### ÉNONCÉ
Recopiez tous les items ci-dessous en renommant « Objective » en « Goal ». Ne modifiez rien d'autre.

----- ITEMS FOURNIS -----

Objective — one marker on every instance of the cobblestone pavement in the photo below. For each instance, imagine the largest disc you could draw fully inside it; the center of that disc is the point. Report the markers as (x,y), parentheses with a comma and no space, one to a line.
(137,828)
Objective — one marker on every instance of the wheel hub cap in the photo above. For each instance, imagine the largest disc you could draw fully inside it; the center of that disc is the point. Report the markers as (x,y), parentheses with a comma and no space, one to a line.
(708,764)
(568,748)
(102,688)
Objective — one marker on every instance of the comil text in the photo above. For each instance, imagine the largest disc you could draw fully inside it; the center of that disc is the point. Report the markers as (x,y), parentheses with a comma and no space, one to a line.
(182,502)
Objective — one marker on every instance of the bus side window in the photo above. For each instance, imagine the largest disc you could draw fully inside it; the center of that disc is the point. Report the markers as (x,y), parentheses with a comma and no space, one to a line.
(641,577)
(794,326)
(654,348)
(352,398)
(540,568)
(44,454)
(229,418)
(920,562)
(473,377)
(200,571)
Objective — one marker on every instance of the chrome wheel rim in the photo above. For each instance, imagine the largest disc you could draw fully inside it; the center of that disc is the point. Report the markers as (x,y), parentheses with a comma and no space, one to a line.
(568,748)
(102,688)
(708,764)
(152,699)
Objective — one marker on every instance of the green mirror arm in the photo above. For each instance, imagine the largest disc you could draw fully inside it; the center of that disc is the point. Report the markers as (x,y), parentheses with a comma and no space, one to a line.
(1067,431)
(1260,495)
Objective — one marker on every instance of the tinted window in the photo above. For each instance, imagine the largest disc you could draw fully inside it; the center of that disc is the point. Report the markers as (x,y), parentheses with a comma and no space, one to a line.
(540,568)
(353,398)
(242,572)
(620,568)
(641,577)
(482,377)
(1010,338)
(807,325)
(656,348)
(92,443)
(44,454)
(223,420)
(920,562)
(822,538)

-----

### RÉPONSE
Goal — one marker on every instance of the cobblestone pavement in the photo below. For each instance, imagine the largest disc you could draw fully inside it; the center of that disc is the point. Report the markers as (x,y), parentheses with a comma and no space, one to a line.
(137,828)
Goal — one marker on every instance of the wheel hub cap in the photo above. For each instance, imagine the largest disc you could draw fully inside it; the center of that disc is the point. Report the markers as (x,y), parentheses with a comma and no space, one to a line.
(708,764)
(568,748)
(102,688)
Goal — one marker on every instance of the comil text in the photo above. For each instance, imagine the largest disc you could draw fully inside it; the center of that disc is the point. Report the markers as (x,y), parentheses with a comma and no space, one to a line.
(182,502)
Goal — one marker on every instance of the bus side window in the photo above. For each instance, imagine the largest disc you could draw fully inside it; the center of that disc is the point. Report the markers as (x,y), parentheses with a comma and no space, one to a line.
(641,577)
(794,326)
(654,348)
(352,398)
(540,568)
(44,454)
(229,418)
(920,562)
(473,377)
(200,571)
Goal — one marker on every instance of the chrome wheel rim in the photo above. For each instance, imagine the largest disc you could draw fully inside it; the center of that disc is the point. Report the markers as (x,y), parentheses with a comma and no space, one to a line.
(568,748)
(102,688)
(708,764)
(152,699)
Goal — one marker on every instance of the green mirror arm in the photo above. For each instance, imagine the largest disc you could draw fully inside it; the center of that disc is the point. Report the markers as (x,y), parentheses with a comma and no space, one to a line.
(1067,431)
(1260,495)
Goal — one marker on every instance of the tinted window in the photo above. For each instance, imagine the largest disc you could draw fully inside it; the center of that disc is the point. Report the markers as (x,y), parentheses with a comma and no space, one to a line.
(540,568)
(353,398)
(242,572)
(620,568)
(641,577)
(482,377)
(1010,338)
(807,325)
(656,348)
(92,443)
(44,454)
(223,420)
(920,562)
(822,538)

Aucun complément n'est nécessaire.